» WRITTEN PROBLEM:
Could you copy out the entries below, changing each "one pair to a line" to "one pair per line" and keeping everything else the same?

» GIVEN RECORDS:
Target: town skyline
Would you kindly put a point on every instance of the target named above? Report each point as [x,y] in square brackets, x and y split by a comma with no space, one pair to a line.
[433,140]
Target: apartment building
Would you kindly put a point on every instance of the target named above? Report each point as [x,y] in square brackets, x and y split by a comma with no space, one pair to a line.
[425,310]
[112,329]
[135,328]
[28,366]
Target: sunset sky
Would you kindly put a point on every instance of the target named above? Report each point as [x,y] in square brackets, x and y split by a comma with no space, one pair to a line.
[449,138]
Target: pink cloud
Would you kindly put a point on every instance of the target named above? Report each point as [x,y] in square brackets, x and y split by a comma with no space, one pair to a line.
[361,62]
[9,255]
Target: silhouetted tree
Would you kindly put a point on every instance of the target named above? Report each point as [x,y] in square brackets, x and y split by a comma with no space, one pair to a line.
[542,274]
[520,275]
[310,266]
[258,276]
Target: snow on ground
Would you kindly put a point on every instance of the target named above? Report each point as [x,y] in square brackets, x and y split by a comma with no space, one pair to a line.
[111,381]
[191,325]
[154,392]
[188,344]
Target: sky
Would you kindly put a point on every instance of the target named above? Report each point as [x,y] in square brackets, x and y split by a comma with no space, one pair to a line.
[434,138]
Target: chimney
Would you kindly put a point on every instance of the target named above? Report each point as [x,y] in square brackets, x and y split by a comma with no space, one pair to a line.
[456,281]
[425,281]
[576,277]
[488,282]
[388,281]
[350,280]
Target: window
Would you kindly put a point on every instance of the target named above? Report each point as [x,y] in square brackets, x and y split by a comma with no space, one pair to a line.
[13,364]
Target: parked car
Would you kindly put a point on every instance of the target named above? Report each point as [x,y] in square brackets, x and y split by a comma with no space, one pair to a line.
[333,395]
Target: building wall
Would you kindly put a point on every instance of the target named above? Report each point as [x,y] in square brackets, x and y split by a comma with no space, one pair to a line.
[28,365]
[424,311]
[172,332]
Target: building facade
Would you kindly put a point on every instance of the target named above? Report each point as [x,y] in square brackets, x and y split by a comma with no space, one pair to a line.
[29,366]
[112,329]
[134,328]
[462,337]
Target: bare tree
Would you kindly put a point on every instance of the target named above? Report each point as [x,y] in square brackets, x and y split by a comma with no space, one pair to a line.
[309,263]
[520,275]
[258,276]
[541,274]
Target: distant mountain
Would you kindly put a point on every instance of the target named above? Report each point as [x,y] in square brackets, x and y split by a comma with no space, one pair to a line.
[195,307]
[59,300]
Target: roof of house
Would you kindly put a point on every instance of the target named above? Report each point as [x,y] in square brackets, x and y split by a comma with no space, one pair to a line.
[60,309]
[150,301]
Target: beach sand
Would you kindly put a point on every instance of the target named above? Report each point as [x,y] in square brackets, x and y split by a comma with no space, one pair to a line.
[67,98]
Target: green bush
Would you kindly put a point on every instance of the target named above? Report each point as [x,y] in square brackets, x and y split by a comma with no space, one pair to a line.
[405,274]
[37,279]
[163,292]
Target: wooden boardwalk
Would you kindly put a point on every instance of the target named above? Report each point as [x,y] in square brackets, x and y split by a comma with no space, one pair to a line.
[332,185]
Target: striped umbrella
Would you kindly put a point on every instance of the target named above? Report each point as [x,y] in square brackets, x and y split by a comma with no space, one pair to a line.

» EXPECTED ANSWER:
Target: town skyline
Would you kindly put a point on every instance of the target named above? Report each point as [x,y] in square brackets, x and y split by a comma with no space, one pair per line.
[433,140]
Target: apartment building
Would you kindly put a point on every instance of the target named above? Report each point as [x,y] in square brackets, x and y split by a comma with no space, one pair per line.
[425,310]
[112,329]
[135,328]
[28,366]
Target: sunset sky
Would you kindly put a point on every instance of the target named above? Report each point as [x,y] in square brackets, x and y split by a comma with no space, one pair per line.
[449,138]
Target: pink cloud
Would you kindly put a point on every instance of the target named above? Report each point as [x,y] in square brackets, x and y split by a comma with no space, one pair per line.
[361,62]
[9,255]
Target: silhouetted tree
Would you kindly put a point on every instance of the target named above? Report each point as [x,y] in square brackets, x and y split by a comma with no space, one pair per line.
[542,274]
[520,275]
[310,266]
[258,276]
Target: snow on ground
Would you kindly put a point on every instance of the target named above? Report each point as [x,y] in square brackets, x and y split by a comma with no space, one pair per line.
[111,381]
[191,325]
[154,392]
[188,344]
Target: sky
Would you kindly put a point on every instance of the target named above? Report each point as [x,y] in square brackets, x and y split by a comma with no space, one pair per line.
[434,138]
Target: chimney
Would you kindly put a point on every instance of the target named above? Report each point as [x,y] in square brackets, x and y split by a comma with no space, one pair per line.
[456,281]
[425,281]
[576,277]
[488,282]
[388,281]
[350,280]
Target: window
Would you kindly put a point on every instance of the target named above? Report each point as [x,y] in square brackets, x and y split by a comma with no space, one pair per line.
[13,364]
Target: parked car
Would you kindly put a point on every instance of the target named above? Report each point as [x,y] in square brackets, x and y split by a comma with no space, one pair per line.
[333,395]
Target: building wall
Would you kindly put a point on every instance of the target named above? Report each point as [x,y] in square brackets, x and y split by a comma with no space, one pair per line.
[28,365]
[424,311]
[172,332]
Target: building facade
Would you kindly put a point on every instance of the target named above? Report each point as [x,y] in square brackets, x and y split by a comma with no space, one pair per line.
[29,366]
[112,329]
[134,328]
[462,337]
Target: bare tree
Would you kindly put a point on every instance of the target named above? Report each point as [x,y] in square brackets, x and y split by a comma with no space, one pair per line.
[309,263]
[520,275]
[258,276]
[541,274]
Target: distant mountain
Would you kindly put a point on every instance of the target named above? Report each point as [x,y] in square brackets, x and y split by a comma with no space, one pair per line.
[195,307]
[59,300]
Target: roof of house
Would you kindly put a point on every instance of the target named above? Report each point as [x,y] in square brackets, x and y split by a comma with no space, one pair per line.
[60,309]
[150,301]
Target: beach sand
Would you kindly put a point on every instance of the target named above? Report each point as [x,y] in square brackets, x and y split by a comma with no space, one pair per line.
[67,98]
Target: green bush
Would you kindly put a point on every instance of the target named above? Report each point as [x,y] in square brackets, x and y split by a comma with no space, one pair per line.
[405,274]
[37,279]
[163,292]
Target: wooden boardwalk
Would you kindly put a point on every instance of the target named above? Report each point as [x,y] in square brackets, x and y split by a comma with no space, one pair per line.
[332,185]
Target: striped umbrella
Would you kindly put a point on every instance of the target named above? Report each point as [x,y] in square brackets, x and y split by a comma with no space, one pair per line.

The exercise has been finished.